** start of Dataset entries **

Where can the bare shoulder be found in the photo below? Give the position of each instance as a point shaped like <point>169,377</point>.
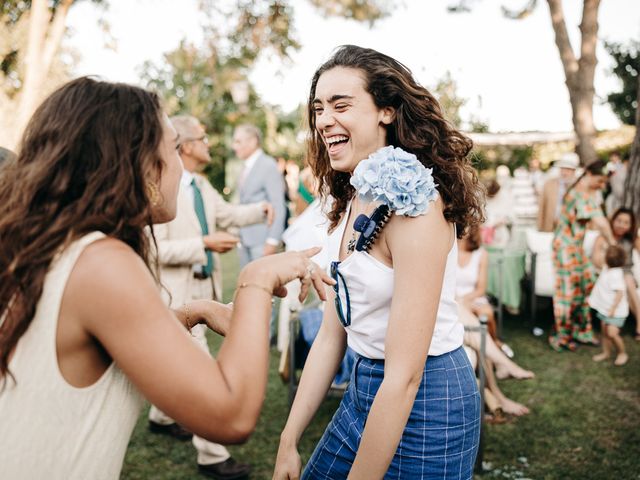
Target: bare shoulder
<point>105,265</point>
<point>401,228</point>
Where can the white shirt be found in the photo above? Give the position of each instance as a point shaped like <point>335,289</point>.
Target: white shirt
<point>185,182</point>
<point>248,165</point>
<point>370,286</point>
<point>610,282</point>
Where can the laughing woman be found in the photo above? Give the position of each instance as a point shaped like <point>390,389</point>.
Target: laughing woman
<point>84,333</point>
<point>382,149</point>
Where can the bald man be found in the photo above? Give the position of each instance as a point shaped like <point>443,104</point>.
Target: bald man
<point>189,248</point>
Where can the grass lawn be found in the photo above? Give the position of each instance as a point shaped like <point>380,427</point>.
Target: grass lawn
<point>584,424</point>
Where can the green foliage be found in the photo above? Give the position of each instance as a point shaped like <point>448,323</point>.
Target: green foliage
<point>369,11</point>
<point>626,68</point>
<point>584,421</point>
<point>446,92</point>
<point>520,157</point>
<point>198,82</point>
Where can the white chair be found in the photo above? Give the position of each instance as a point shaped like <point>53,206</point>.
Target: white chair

** end of Dataset entries **

■ **Aim of the task**
Put every line of the records above into a JSON list of strings, one string per line, with blank lines dropped. Leave out the pictures.

■ **Reply**
[
  "Where can the bare shoulder be found in the photo below? Give the position of each instance as a point shaped like <point>169,377</point>.",
  "Target: bare shoulder",
  "<point>105,265</point>",
  "<point>401,228</point>",
  "Where can the white shirt be found in the photo above? Give the position of each instance as a point shaped like <point>335,289</point>.",
  "Target: white shirt",
  "<point>185,182</point>",
  "<point>248,165</point>",
  "<point>370,286</point>",
  "<point>610,282</point>",
  "Where can the laughing woman be found in the photo above? Give the position of each instance as a point shaped like <point>390,389</point>.",
  "Target: laughing woman",
  "<point>84,333</point>",
  "<point>382,149</point>",
  "Where can the bald man be found in the photo above? Give the position of each instance as a point shaped like <point>443,104</point>.",
  "Target: bald man",
  "<point>189,248</point>",
  "Where can the grass lawn be found in the photo above? Give the position of each instance as a point shaped like <point>380,427</point>.",
  "Target: grass lawn",
  "<point>584,424</point>",
  "Where can the green foliage be found in the photo above? Give the position of each instance as a point shaped like <point>448,323</point>.",
  "Target: green foliage",
  "<point>369,11</point>",
  "<point>626,68</point>",
  "<point>584,421</point>",
  "<point>446,92</point>",
  "<point>520,157</point>",
  "<point>198,82</point>",
  "Where can the white chair be found in the photo above? Give the position of each instance as a point shaped like <point>53,206</point>.",
  "Target: white chair"
]